#### Text shown ####
Thoughts on… Golden Globes 2015

The 2015 Golden Globes have passed! While some criticize the Globes as the sloppier and more inappropriate cousins of the Oscars, they are actually enjoyable for these very reasons. They don’t have the stuffiness of the Oscars, and while the awards may not mean nearly as much, it’s always great fun to have hosts not afraid to poke fun at Hollywood, and something is bound to happen when there are so many famous and self-absorbed people in one room. So here’s our reaction to the 2015 Golden Globes.

Amy Poehler and Tina Fey go out in major style:
Globes monologues have always been rowdy and somewhat controversial, most notably with Ricky Gervais’ raucous openings in recent years, and Tina Fey and Amy Poehler have successfully continued that condition during their three years of hosting. This year, the duo’s last year, they tackled George Clooney’s marriage (which was absolutely hilarious), The Interview, and Bill Cosby’s rape allegations.

Jeremy Renner makes the best joke of the night:
While Renner and Jennifer Lopez were presenting, Lopez said that she had the envelope containing the result, to which Renner replied “and you’ve got the globes”. Queue the laughs.

How to Train Your Dragon upsets The Lego Movie:
I’ve gotten some major flak for my love of How to Train Your Dragon 2 and my insistence that it’s better than The Lego Movie. Vig says it doesn’t even compare and my other friend says its borderline terrible. Well, my friends, How to Train Your Dragon 2 took the win, and here’s to hoping that this trend continues in February at the Oscars.

No one was more surprised than Amy Adams:
That she took down Emily Blunt for actress musical or comedy. She looked absolutely shocked, (genuinely though, for often at these shows the actors fake surprise) and her speech was a little bit all over the place. Unfortunately for her, she’ll be denied the Oscar again in favor of Julianne Moore. She is definitely Leonardo DiCaprio’s counterpart.
#### Data provided ####
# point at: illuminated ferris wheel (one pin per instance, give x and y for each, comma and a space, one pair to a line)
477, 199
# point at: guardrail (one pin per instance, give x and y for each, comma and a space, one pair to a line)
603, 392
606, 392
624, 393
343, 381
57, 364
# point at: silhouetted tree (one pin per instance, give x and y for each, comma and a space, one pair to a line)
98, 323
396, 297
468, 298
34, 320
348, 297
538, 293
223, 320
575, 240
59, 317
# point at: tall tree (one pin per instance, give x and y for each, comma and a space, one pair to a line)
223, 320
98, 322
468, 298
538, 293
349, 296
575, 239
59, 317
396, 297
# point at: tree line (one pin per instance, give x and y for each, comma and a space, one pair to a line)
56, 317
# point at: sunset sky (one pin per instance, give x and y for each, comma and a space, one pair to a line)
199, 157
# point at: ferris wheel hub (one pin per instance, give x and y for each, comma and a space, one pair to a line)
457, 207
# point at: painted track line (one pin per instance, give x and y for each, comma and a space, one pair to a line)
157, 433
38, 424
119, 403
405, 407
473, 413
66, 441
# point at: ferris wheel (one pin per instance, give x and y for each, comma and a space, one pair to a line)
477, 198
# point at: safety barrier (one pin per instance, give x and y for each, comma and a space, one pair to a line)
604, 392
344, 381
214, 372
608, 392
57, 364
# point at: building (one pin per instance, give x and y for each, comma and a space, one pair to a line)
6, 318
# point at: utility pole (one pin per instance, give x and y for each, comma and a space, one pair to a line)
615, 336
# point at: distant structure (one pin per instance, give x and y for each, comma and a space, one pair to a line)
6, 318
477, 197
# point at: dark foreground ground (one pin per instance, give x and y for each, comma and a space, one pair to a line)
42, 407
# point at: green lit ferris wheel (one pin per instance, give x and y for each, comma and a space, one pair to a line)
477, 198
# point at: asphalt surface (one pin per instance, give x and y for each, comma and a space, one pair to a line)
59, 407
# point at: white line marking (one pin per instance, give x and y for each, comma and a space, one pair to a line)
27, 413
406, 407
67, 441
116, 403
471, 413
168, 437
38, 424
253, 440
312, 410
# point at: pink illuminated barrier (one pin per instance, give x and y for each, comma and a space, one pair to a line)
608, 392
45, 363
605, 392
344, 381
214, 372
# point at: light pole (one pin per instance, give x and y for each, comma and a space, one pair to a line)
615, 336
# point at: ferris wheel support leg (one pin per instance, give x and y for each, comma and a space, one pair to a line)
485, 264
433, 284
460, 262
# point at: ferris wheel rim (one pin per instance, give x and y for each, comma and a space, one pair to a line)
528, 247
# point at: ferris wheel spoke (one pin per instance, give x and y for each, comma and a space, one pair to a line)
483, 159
####
#### Data provided ####
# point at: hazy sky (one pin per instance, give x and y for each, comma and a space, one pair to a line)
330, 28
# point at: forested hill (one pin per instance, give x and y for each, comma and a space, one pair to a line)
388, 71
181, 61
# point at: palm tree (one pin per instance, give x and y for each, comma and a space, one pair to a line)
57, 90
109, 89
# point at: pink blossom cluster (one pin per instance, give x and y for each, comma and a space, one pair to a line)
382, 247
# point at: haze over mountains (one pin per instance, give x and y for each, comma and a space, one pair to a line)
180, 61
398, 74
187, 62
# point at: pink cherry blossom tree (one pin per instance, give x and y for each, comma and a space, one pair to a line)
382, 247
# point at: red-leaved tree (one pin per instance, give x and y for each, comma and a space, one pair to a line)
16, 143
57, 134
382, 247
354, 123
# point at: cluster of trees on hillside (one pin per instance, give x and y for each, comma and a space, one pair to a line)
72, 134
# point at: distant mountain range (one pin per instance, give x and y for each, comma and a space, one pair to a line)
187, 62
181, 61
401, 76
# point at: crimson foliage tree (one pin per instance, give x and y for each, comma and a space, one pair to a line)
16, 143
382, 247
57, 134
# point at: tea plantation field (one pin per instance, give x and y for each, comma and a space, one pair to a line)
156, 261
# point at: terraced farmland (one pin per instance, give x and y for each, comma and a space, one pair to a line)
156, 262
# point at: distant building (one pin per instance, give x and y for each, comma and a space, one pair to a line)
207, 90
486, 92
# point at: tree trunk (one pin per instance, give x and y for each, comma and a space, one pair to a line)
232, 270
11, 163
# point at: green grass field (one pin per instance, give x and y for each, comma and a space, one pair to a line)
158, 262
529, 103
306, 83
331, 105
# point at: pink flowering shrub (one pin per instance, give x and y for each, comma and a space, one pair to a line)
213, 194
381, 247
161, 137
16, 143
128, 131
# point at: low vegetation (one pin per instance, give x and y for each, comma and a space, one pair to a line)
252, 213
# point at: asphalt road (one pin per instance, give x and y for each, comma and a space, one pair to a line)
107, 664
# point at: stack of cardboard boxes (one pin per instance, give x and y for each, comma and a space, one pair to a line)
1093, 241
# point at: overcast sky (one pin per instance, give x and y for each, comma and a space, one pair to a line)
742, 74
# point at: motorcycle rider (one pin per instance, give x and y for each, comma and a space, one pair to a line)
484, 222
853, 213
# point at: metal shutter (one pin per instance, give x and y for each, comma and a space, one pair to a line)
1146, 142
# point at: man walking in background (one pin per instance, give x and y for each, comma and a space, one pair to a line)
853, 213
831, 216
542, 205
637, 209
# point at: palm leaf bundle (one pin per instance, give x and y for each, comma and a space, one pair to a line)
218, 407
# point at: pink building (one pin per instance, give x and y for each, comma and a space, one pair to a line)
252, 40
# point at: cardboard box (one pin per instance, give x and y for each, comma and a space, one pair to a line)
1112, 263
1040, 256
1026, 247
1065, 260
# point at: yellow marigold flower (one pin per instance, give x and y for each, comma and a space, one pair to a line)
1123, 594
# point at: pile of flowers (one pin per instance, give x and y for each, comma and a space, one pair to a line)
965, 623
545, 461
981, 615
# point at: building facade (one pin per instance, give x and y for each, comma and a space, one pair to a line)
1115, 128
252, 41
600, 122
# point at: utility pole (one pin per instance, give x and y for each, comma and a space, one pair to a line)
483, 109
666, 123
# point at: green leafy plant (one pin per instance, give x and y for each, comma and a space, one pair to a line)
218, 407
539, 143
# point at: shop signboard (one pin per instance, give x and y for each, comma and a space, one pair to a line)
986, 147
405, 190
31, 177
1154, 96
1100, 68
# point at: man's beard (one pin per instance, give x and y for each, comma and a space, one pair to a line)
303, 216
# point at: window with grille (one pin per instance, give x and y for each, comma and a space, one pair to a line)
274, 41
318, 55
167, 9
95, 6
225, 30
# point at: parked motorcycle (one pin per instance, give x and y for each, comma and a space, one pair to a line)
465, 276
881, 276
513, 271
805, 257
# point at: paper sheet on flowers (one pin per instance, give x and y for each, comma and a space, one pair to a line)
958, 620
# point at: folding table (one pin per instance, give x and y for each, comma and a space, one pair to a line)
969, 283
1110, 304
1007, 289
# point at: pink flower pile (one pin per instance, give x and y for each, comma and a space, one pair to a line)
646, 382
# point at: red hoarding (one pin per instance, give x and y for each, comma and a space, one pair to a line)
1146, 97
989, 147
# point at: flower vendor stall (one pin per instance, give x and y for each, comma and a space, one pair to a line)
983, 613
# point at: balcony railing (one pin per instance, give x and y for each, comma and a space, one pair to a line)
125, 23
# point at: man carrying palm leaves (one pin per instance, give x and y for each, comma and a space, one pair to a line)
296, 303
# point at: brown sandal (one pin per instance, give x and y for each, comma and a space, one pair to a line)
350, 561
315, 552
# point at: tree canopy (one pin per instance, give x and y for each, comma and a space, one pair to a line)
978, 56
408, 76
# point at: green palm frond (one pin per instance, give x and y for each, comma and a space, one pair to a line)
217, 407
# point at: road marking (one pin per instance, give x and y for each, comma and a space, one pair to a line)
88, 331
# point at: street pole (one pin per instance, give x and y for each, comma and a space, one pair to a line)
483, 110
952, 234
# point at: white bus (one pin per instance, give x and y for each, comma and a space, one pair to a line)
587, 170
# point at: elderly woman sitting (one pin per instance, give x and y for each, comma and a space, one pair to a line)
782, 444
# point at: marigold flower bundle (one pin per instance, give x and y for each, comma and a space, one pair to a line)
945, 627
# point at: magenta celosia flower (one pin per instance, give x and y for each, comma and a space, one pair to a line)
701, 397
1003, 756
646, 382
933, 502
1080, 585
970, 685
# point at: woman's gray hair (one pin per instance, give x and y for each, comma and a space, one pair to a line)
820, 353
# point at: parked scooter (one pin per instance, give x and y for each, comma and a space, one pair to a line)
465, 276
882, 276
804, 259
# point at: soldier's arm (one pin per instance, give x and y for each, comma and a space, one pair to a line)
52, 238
####
#### Data provided ####
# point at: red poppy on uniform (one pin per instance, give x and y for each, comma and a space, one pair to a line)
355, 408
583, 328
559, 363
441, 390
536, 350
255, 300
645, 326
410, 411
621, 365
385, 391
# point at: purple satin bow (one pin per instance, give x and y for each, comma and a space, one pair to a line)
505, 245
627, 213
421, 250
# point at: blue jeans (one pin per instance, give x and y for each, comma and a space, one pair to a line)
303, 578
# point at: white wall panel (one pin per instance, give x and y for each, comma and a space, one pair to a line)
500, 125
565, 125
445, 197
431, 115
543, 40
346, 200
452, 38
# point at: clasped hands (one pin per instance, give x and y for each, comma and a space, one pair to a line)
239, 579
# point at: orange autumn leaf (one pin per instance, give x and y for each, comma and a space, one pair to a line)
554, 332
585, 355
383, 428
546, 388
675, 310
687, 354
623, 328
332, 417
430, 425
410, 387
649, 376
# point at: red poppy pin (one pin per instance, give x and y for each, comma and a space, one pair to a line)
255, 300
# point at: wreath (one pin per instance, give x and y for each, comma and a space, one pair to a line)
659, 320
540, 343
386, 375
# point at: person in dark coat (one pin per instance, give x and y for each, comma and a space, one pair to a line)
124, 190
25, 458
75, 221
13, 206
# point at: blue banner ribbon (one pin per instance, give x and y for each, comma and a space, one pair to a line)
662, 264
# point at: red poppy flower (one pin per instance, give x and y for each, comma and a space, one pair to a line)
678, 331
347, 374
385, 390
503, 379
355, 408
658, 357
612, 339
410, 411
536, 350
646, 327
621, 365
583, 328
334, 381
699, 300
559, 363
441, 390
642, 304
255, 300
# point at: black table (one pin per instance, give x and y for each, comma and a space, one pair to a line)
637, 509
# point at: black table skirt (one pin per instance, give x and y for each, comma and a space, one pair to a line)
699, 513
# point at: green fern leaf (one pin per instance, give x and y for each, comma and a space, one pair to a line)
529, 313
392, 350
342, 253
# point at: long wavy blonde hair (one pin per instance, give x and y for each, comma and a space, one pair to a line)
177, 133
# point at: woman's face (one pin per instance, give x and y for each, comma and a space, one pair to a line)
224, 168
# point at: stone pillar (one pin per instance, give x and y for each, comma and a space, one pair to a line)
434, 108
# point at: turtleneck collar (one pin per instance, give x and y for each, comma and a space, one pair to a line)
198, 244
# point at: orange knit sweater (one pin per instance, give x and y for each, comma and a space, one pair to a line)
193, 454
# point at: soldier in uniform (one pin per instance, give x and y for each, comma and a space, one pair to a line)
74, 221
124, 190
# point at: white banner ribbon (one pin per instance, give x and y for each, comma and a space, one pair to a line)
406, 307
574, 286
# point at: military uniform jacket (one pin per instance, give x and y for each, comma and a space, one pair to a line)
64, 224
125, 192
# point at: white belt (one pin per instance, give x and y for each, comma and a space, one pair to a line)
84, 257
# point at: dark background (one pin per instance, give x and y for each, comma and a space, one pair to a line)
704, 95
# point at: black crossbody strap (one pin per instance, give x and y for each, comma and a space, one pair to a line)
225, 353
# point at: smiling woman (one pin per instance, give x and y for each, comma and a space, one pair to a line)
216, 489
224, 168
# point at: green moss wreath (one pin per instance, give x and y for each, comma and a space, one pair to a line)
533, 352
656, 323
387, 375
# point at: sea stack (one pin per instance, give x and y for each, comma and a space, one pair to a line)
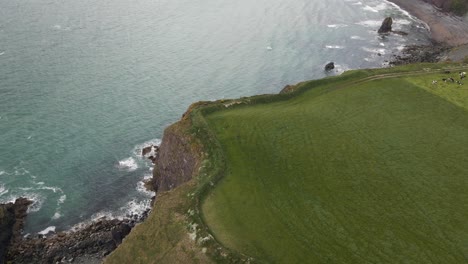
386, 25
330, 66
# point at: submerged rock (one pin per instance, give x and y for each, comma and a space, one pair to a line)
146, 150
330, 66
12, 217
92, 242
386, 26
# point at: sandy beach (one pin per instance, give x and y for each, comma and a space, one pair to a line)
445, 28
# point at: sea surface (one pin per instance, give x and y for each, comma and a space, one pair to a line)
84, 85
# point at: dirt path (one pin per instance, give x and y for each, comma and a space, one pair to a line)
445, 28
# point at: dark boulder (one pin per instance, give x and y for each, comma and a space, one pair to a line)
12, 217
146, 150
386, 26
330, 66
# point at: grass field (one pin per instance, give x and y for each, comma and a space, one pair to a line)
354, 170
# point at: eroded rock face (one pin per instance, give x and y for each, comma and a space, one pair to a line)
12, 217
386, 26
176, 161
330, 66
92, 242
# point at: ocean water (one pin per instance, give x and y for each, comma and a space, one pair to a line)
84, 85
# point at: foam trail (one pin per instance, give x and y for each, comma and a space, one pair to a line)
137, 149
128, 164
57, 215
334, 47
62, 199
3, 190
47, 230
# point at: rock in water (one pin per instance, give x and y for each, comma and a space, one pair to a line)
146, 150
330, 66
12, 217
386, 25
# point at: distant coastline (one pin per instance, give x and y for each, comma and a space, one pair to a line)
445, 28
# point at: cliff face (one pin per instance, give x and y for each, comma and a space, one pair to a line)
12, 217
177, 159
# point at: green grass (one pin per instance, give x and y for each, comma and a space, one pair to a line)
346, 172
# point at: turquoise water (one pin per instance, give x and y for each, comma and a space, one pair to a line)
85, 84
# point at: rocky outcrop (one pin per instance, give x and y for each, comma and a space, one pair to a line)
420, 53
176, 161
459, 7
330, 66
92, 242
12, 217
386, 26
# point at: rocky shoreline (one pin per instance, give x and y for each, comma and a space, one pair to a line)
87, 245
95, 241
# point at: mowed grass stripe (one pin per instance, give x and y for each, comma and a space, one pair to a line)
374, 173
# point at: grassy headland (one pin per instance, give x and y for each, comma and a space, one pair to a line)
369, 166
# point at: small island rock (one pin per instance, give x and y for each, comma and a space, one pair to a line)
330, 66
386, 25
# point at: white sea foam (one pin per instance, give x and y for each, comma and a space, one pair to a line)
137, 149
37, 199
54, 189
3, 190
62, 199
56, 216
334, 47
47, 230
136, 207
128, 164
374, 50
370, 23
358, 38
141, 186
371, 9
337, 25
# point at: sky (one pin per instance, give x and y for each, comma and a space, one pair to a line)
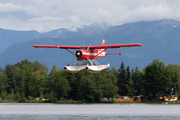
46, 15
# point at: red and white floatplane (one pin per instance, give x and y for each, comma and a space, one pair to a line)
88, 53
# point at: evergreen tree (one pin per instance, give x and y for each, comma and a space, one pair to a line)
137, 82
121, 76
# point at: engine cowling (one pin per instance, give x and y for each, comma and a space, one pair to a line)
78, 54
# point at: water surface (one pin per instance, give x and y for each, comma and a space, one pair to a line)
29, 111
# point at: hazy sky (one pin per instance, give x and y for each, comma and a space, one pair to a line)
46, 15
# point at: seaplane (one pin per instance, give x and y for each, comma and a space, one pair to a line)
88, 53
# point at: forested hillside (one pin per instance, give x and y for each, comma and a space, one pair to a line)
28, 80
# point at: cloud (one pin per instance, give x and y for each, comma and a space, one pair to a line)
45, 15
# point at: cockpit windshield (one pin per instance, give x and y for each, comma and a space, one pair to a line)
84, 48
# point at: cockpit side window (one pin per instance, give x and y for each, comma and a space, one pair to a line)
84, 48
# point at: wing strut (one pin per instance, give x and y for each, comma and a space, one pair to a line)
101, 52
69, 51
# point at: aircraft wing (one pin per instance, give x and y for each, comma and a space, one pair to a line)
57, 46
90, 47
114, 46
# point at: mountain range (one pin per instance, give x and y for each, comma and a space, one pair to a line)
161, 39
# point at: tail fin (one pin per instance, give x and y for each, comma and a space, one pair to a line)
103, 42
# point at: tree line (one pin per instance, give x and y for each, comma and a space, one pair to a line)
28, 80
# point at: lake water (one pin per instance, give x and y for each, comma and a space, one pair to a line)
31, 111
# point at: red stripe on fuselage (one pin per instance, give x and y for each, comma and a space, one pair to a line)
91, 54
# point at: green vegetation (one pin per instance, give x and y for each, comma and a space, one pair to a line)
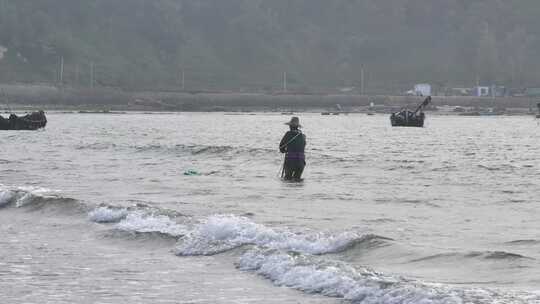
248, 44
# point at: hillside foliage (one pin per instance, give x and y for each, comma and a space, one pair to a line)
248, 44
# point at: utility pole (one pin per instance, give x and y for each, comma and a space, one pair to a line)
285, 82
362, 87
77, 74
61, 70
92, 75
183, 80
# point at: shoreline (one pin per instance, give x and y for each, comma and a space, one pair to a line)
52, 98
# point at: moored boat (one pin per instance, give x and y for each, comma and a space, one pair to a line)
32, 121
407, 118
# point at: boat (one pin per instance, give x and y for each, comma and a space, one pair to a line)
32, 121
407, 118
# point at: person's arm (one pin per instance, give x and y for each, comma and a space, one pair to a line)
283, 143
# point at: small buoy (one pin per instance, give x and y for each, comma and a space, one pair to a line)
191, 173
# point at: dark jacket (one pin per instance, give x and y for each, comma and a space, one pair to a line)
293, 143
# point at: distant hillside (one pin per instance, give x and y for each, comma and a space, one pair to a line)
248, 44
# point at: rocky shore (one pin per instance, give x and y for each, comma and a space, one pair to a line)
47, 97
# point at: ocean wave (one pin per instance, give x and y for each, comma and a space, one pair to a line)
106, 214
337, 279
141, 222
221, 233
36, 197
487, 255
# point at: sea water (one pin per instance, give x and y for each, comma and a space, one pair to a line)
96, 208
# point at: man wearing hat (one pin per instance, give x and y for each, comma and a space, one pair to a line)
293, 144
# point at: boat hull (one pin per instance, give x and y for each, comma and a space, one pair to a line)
####
What this exercise asks
1) Count the lines of the entries that contain the string "uniform", treating uppercase and lowercase as different, and give only the number.
2) Continue the post on the 2015 Golden Globes from the point where it stops.
The post and the entries have no connection to each other.

Responses for each task
1) 3

2)
Amazon wins multiple awards:
For it’s comedy show Transparent, a groundbreaking show about a transsexual parent. Poehler and Fey’s quip from a few years ago that Snapchat will soon be accepting Best Picture seems frighteningly relevant.

Neither Leonardo DiCaprio nor Jennifer Lawrence attend:
There were some great movies this year, some fantastic movies really, but you can’t help but feel a bit of a void without arguably the most popular actress and actor producing any cirtically lauded work this year. Next year both should make returns, Lawrence for Joy and DiCaprio for The Revenant.

The Grand Budapest Hotel upsets Birdman to take Best Picture Comedy or Musical:
Does this mean Birdman’s Oscar Hopes are out the window? The path certainly seems clear for Boyhood (or perhaps Selma) to take Best Picture in February, especially considering that it took Best Picture Drama. I’d say it’s the odds on favorite at this point.

Movies that nobody’s seen are nominated once again:
Julianne Moore won best actress drama for her performance in Still Alice. I’m sure it’s great, at least that’s what I’ve read, but damn it would be nice to actually be able to see it for myself. But it’s not out in theaters yet. Neither is Cake. So given that Moore was a lock for best actress and Aniston was one of the only ones with some upset potential, I essentially had no reason to watch or care about the best actress category, one of the most important of the night.